## Problem requirements:
Could you recast everything from the first line through the line that contains "box: [1232, 756, 1300, 790]" as a Markdown table with the columns Row and Content, numbering each row and omitting blank lines?

## Excerpted data:
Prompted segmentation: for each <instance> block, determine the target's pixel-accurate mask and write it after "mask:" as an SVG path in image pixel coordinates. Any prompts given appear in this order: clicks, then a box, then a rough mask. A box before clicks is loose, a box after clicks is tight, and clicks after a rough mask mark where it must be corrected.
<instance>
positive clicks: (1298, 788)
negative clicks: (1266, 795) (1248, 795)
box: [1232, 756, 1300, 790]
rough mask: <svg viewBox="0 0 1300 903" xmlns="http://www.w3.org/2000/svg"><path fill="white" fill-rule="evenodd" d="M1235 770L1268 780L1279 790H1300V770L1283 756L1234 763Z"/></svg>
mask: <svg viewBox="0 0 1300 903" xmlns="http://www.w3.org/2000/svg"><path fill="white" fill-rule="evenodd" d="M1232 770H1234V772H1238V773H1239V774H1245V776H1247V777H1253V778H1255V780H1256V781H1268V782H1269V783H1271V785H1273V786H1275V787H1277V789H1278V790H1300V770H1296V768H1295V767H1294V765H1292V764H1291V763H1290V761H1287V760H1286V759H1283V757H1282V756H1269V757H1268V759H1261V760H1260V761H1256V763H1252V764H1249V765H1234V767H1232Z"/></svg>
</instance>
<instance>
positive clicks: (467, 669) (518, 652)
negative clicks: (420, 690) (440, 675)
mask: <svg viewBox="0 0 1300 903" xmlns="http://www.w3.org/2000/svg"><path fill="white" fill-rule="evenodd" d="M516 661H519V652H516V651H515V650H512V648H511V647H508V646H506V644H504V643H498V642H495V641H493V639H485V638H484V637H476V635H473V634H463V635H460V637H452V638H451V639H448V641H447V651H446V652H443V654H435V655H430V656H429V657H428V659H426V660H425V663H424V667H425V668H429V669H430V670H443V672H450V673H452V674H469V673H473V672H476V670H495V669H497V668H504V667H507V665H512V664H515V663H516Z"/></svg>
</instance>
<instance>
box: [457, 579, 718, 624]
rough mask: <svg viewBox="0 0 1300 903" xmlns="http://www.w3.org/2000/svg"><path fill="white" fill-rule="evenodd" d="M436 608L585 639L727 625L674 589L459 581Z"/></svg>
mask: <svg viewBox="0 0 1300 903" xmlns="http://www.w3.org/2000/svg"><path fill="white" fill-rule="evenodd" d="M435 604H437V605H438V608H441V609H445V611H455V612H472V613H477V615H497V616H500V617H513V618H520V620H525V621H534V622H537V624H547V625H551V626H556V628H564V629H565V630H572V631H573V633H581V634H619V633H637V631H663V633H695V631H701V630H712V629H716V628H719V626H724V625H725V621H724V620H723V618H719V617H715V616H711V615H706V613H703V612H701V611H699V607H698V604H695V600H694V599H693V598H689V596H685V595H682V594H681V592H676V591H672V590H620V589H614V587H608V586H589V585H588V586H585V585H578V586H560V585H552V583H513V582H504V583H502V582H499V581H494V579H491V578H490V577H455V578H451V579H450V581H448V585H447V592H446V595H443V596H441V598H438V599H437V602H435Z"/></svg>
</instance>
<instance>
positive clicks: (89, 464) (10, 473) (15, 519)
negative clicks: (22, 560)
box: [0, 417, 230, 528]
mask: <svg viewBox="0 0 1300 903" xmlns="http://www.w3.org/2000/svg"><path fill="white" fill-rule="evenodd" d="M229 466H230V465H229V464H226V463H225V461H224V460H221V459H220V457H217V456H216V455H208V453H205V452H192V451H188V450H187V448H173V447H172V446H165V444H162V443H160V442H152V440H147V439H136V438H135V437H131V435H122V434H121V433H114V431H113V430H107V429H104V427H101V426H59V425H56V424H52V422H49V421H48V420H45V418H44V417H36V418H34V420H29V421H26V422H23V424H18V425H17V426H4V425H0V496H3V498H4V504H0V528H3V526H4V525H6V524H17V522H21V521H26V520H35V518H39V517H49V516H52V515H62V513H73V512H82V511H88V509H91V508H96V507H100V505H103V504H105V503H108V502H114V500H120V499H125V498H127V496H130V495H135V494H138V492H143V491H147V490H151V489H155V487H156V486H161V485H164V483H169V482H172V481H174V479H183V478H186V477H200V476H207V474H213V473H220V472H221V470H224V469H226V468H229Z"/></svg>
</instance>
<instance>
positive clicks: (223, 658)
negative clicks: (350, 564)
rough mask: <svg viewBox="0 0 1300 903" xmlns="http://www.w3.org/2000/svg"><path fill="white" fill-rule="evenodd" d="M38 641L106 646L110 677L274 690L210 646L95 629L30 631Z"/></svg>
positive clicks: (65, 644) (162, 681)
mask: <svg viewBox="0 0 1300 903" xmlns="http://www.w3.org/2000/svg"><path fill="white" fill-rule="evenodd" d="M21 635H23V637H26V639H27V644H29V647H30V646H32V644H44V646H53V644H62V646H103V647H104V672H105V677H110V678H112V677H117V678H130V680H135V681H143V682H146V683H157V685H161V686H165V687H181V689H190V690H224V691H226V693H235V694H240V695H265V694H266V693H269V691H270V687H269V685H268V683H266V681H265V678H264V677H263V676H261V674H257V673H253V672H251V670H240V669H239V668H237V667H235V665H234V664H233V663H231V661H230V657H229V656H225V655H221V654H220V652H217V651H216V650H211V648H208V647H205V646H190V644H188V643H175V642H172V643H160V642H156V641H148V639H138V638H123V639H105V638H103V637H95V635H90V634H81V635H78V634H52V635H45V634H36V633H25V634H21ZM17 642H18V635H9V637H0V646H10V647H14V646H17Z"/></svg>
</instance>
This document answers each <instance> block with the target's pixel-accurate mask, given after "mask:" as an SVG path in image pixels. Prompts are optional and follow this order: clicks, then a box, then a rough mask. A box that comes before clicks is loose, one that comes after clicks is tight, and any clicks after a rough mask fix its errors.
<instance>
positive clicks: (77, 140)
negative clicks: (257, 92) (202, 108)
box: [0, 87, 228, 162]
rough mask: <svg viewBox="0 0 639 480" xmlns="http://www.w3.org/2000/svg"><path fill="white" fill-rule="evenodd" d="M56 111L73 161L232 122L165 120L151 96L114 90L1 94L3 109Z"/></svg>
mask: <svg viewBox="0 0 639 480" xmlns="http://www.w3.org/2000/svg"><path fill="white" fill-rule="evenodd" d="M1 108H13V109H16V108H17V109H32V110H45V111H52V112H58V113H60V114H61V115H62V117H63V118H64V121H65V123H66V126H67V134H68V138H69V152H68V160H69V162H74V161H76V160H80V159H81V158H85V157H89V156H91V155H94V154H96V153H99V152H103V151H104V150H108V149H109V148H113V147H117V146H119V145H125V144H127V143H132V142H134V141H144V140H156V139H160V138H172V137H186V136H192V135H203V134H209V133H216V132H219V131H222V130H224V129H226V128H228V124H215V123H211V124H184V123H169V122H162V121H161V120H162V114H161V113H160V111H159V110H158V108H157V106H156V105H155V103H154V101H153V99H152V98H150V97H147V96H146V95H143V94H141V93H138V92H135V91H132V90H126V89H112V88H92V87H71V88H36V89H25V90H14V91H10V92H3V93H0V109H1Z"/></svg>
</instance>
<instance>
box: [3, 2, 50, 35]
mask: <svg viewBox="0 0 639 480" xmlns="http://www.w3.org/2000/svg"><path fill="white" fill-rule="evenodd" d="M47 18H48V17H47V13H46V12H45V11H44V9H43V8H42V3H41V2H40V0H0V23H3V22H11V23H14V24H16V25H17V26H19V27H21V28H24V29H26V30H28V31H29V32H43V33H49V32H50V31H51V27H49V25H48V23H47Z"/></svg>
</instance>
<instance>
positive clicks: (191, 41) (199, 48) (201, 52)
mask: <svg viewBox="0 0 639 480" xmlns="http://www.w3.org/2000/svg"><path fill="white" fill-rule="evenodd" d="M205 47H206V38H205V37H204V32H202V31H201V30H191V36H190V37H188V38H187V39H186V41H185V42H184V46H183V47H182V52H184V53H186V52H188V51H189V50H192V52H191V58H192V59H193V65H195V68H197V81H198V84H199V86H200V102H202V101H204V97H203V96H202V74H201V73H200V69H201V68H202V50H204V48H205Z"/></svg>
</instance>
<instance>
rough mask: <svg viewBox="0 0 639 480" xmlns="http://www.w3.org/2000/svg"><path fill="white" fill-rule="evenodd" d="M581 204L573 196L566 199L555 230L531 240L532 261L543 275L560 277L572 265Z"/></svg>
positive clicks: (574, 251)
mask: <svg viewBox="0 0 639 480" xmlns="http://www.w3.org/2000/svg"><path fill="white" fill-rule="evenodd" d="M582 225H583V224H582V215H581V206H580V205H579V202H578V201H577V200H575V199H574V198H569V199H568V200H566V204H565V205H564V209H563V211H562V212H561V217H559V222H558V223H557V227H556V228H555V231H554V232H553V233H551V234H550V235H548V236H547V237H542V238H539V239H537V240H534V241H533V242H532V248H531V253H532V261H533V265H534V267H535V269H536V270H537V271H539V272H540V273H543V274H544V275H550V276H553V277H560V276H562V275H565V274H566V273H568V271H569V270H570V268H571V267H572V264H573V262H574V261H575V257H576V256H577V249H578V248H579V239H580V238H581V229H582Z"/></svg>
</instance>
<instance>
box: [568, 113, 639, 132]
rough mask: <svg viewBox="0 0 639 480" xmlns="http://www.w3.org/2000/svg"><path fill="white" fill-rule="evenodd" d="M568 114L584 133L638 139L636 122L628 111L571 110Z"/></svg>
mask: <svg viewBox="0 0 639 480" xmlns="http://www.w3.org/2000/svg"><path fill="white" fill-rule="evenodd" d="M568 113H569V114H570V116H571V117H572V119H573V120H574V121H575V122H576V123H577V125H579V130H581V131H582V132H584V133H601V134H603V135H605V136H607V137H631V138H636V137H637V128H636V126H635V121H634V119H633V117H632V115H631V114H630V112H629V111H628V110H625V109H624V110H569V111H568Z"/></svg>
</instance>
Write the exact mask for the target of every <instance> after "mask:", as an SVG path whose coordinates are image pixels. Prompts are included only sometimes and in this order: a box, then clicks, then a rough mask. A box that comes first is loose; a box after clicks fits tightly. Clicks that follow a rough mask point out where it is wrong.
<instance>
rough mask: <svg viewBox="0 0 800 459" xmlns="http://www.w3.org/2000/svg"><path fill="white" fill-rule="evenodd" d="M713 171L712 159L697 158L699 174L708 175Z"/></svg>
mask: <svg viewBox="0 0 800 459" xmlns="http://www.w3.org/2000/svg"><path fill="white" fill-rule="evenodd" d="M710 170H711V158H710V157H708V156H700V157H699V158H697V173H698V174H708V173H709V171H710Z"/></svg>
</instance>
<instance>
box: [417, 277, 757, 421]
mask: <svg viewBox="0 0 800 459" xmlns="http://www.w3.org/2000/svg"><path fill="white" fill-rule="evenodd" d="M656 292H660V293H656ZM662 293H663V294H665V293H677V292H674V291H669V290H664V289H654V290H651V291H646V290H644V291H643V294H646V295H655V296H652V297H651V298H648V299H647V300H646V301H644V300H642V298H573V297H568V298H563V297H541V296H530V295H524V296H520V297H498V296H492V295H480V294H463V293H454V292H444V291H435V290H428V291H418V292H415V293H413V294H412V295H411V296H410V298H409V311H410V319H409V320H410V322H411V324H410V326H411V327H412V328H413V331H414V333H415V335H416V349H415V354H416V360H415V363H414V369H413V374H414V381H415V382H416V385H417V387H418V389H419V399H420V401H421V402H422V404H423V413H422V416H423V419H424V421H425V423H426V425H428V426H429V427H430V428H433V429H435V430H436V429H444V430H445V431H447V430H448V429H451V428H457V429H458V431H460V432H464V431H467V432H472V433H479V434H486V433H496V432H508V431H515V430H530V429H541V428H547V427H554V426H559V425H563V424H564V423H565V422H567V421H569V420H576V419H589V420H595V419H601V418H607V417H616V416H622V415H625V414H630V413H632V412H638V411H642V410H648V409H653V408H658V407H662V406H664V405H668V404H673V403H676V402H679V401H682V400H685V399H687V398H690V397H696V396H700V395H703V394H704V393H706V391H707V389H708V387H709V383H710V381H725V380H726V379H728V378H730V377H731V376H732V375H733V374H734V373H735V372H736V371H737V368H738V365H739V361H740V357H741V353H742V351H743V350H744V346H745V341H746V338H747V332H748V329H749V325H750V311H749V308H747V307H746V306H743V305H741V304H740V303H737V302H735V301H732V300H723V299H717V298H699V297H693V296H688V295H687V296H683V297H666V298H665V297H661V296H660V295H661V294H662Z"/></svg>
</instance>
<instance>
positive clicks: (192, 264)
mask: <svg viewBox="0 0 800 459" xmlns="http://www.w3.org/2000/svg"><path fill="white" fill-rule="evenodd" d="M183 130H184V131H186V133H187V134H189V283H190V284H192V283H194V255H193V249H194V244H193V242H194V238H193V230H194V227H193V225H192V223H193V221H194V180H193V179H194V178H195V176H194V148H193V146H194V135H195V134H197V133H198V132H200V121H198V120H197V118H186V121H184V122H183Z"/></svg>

## Completed exercise:
| Row | Content |
|---|---|
| 1 | Prompted segmentation: for each <instance> block, determine the target's pixel-accurate mask and write it after "mask:" as an SVG path in image pixel coordinates. Any prompts given appear in this order: clicks, then a box, then a rough mask. A box before clicks is loose, a box after clicks is tight, and clicks after a rough mask mark where it must be corrected. |
| 2 | <instance> |
| 3 | positive clicks: (1298, 788) |
| 4 | negative clicks: (1266, 795) (1248, 795) |
| 5 | box: [1232, 756, 1300, 790] |